DeLillo sembra credere che nella psicologia di massa del tifoso si rintani una sorta di catalizzatore di epifanie, che lo sport vissuto come emozione collettiva abbia il potere di far emergere qualcosa di occulto e di segreto dall’io. Qui però si va oltre, perché l’evento sportivo è presto sovrastato da un punto di assoluta discontinuità del tempo.

Ciascuno dei cinque personaggi principali della trama reagisce diversamente al “silenzio” di ogni dispositivo elettrico, dal frigorifero ai cellulari. Tre sono rimasti nel salotto dove stavano vedendo la partita. La coppia che doveva unirsi a loro è reduce da un atterraggio di emergenza ed è stata portata in un punto di medicazione perché l’uomo aveva riportato una ferita alla testa. Mentre attendono, colti da una sorta di raptus erotico da day after, si appartano in una toilette per consumare un concitato quanto fulmineo amplesso. Poi raggiungono a piedi gli altri tre.

Tutti sono immersi in uno strano incantesimo, sul genere La bella addormentata, con la differenza che continuano a vivere, a parlare. Eppure nessuno dei loro comportamenti appare razionale, conseguente con quanto sta loro accadendo. Sembra un film di Ingmar Bergman. Ciascuno parla e gli altri lo ascoltano, ma con un orecchio solo. Per esempio, Jim, il superstite del volo, fa un dettagliato resoconto di tutto quanto gli è accaduto durante e dopo il fortunoso atterraggio. Alla fine conclude perplesso: «La situazione contingente ci suggerisce che non c’è altro da dire se non quello che ci viene in mente, tanto alla fine nessuno di noi ne conserverà memoria».

DeLillo definisce questo stato “insonnia di massa di questo tempo inaudito”, facendoci con ciò capire che il blackout non è altro che una causa scatenante di processi dormienti. «E non è strano che certi sembrino aver accettato questa sospensione, questo guasto? Forse è qualcosa che hanno sempre desiderato a livello subliminale, subatomico».

DATI MOSTRATI:
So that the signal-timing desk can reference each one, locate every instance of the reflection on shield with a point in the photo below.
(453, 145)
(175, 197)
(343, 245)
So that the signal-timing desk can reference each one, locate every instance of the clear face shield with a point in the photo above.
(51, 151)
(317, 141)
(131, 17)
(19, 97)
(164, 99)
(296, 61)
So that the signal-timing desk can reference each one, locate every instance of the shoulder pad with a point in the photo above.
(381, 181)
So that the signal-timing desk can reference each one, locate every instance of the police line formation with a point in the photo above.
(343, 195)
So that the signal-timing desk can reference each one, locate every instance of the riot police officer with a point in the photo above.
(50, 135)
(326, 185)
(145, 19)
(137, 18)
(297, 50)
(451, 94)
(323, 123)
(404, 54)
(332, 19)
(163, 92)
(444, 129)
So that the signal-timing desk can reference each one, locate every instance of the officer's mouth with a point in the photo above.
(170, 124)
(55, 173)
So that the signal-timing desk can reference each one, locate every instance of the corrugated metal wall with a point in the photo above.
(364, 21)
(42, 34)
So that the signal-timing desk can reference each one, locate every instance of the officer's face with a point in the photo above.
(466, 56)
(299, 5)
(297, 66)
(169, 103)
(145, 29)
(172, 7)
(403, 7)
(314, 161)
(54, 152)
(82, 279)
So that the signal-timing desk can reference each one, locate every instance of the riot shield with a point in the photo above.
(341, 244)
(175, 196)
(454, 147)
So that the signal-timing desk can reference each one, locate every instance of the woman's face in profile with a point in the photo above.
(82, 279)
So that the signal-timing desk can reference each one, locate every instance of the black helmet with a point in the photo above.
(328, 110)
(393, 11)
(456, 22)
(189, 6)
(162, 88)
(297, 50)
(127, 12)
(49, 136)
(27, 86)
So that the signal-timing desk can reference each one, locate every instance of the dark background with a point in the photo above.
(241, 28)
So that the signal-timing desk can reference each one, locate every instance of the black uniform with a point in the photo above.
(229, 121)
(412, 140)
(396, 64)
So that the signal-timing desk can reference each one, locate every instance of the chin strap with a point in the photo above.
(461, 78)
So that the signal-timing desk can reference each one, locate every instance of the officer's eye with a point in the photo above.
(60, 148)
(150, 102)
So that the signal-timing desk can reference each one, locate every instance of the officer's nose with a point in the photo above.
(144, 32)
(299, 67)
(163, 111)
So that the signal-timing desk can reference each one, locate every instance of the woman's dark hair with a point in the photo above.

---

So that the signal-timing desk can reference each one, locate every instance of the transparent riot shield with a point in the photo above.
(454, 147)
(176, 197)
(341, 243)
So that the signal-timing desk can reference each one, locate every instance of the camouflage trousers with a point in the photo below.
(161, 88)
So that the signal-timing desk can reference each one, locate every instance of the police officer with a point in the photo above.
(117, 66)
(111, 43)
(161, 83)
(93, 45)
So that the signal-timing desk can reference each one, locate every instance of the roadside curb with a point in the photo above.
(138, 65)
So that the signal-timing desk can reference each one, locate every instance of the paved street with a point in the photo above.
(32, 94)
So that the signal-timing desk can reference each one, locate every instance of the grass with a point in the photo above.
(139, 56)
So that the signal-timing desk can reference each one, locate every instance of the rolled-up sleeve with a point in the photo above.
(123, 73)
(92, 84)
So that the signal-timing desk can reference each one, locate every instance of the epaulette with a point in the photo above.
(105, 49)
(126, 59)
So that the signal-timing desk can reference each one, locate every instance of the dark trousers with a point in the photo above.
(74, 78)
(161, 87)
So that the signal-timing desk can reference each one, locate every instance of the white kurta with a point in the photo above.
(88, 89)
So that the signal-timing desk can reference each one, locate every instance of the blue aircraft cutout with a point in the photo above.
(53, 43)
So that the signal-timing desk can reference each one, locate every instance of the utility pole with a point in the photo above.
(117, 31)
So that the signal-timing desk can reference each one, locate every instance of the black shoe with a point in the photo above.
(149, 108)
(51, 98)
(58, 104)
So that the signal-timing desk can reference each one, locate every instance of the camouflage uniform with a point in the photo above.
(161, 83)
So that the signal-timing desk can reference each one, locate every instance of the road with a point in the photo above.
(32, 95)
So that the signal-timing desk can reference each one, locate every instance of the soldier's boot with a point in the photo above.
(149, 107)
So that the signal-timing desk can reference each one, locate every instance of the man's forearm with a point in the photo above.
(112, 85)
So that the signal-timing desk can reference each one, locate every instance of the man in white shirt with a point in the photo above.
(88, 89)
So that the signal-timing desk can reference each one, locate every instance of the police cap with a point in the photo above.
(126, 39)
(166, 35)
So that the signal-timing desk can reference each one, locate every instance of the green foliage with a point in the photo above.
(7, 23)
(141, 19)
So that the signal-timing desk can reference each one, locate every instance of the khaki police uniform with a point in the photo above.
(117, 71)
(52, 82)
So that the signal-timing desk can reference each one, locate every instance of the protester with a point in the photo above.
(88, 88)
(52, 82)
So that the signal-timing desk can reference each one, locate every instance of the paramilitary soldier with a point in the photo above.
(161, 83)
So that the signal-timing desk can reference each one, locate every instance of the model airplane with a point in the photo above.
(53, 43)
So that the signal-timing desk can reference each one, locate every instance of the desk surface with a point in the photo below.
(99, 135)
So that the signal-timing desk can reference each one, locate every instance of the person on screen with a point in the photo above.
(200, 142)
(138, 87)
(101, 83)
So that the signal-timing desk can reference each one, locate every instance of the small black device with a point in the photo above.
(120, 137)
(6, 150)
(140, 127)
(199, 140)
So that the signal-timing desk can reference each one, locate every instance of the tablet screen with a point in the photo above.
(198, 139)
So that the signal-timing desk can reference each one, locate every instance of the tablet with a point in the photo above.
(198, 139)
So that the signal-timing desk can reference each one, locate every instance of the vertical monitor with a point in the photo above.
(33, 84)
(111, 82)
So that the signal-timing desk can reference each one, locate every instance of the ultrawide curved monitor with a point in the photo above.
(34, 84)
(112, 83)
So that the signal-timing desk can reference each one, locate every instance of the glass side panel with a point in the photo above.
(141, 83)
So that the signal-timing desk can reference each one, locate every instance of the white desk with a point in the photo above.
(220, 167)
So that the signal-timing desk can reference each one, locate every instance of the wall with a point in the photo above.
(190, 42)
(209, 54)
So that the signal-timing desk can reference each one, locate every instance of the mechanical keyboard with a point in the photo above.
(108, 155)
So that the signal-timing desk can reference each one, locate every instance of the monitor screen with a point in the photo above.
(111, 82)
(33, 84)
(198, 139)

DA FARE:
1. Secondo l'estratto della pagina, perché con questo romanzo di DeLillo «si va oltre» l'idea dello sport come catalizzatore di epifanie? Rispondi in una-tre frasi.
2. Trasforma in un elenco puntato il paragrafo dell'estratto della pagina che inizia con «Ciascuno dei cinque personaggi», mantenendone i fatti principali.

RISPOSTE NUMERATE:
1. Si va oltre perché l'evento sportivo viene presto sovrastato da un punto di assoluta discontinuità del tempo.

2.
- I cinque personaggi principali reagiscono ciascuno in modo diverso al "silenzio" di tutti i dispositivi elettrici, dal frigorifero ai cellulari.
- Tre restano nel salotto dove stavano guardando la partita.
- La coppia che doveva raggiungerli ha subito un atterraggio di emergenza. È stata portata in un punto di medicazione perché l'uomo si era ferito alla testa.
- Durante l'attesa, presi da un raptus erotico, i due si appartano in una toilette per un rapido amplesso.
- Poi raggiungono a piedi gli altri tre.